▽

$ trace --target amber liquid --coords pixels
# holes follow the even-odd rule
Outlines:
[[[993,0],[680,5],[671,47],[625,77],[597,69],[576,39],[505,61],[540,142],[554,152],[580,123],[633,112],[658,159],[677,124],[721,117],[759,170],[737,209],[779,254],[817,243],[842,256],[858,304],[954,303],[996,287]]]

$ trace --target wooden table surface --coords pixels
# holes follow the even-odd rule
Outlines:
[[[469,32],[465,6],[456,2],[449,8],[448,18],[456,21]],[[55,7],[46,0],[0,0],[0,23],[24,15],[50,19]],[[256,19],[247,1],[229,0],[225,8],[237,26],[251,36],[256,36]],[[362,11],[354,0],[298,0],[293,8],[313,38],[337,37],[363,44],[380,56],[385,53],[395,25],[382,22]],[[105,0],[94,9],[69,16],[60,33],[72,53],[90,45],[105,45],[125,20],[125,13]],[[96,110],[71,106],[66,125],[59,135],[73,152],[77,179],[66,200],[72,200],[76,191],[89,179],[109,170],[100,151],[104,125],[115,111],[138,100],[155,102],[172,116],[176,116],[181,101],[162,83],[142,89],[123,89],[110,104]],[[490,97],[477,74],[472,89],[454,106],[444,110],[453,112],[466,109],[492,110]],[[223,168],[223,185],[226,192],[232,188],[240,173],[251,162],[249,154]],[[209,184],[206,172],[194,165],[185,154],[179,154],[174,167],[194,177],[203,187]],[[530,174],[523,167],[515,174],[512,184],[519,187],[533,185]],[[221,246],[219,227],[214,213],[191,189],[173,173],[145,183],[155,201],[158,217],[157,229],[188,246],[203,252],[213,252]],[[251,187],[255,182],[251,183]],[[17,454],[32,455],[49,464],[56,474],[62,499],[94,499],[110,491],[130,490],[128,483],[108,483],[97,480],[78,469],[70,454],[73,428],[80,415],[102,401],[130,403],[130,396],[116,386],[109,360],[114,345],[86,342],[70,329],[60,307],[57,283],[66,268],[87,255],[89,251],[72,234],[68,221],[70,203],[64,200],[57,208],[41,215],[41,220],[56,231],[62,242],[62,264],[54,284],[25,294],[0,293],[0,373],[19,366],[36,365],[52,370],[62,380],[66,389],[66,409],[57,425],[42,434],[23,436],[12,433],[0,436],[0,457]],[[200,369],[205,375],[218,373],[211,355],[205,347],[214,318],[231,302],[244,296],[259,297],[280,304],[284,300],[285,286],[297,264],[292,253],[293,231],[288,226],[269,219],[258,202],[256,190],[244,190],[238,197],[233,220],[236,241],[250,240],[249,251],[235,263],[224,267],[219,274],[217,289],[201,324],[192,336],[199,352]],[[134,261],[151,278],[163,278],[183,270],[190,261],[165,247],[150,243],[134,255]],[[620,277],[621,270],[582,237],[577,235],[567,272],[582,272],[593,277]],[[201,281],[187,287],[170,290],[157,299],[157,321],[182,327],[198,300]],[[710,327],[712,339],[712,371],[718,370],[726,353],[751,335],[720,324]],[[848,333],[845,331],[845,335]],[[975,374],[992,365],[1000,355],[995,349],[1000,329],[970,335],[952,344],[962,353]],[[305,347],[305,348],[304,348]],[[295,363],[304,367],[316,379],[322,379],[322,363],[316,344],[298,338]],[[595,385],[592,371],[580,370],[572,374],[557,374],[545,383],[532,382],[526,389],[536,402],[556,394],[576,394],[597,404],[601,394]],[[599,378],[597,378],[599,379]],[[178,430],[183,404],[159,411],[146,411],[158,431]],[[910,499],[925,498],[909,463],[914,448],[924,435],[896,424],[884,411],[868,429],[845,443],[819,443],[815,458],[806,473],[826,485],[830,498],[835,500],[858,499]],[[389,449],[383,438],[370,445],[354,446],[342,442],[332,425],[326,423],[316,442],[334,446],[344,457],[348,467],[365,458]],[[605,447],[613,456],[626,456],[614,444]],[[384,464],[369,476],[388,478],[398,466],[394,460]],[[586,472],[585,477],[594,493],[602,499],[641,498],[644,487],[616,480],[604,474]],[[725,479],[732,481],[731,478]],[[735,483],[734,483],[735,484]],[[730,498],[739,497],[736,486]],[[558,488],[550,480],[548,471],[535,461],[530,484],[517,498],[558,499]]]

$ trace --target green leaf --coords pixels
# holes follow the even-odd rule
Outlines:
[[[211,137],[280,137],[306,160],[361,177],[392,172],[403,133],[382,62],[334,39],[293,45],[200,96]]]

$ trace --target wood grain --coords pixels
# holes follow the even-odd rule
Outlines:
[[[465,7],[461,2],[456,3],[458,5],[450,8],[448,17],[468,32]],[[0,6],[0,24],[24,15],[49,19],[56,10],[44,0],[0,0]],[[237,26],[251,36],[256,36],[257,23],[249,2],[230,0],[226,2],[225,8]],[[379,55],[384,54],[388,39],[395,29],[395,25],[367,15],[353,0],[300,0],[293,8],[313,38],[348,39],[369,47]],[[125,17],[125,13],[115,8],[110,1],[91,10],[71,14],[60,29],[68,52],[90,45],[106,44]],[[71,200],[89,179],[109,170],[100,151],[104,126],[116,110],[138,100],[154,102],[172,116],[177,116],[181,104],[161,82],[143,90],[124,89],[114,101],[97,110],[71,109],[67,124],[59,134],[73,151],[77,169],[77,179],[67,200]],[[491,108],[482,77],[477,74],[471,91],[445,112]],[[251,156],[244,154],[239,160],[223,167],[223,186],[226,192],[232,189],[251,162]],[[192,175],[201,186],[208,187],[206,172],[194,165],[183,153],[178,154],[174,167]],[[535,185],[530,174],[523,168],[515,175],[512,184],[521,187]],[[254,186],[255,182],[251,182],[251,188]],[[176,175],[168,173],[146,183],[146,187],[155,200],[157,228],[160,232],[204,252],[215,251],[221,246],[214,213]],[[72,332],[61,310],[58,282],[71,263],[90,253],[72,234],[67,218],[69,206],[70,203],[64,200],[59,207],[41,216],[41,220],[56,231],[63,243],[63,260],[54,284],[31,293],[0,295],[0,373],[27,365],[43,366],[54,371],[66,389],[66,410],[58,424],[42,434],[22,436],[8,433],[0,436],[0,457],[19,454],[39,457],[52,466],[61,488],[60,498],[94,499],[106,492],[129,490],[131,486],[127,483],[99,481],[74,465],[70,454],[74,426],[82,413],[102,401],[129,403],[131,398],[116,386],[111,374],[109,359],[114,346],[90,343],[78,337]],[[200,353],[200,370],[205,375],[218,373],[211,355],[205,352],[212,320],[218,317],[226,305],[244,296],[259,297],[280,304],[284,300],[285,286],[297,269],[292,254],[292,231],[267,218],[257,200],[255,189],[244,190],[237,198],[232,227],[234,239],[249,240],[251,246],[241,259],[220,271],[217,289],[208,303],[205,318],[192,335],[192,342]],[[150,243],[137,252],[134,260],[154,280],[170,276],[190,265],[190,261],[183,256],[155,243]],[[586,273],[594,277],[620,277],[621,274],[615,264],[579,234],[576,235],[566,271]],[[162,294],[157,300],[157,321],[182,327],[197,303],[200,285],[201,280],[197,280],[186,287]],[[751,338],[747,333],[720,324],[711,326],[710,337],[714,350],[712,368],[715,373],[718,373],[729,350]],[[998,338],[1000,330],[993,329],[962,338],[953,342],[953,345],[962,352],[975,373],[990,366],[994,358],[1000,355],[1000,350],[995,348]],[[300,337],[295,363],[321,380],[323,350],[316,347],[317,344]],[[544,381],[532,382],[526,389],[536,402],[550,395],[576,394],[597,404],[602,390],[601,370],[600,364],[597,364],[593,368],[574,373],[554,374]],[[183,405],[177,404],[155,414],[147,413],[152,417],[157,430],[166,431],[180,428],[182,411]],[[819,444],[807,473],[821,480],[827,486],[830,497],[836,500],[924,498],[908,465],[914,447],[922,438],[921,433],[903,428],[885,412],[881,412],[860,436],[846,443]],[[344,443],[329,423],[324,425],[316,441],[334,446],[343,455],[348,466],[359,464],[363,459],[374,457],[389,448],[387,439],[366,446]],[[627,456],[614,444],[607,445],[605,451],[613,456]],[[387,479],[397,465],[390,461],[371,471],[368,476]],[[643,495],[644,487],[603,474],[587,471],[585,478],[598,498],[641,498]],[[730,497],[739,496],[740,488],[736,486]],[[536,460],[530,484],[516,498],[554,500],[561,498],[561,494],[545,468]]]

△

Count the lines in the listing above that contain the string "trace", treating case as significant. Reply with the number alone.

4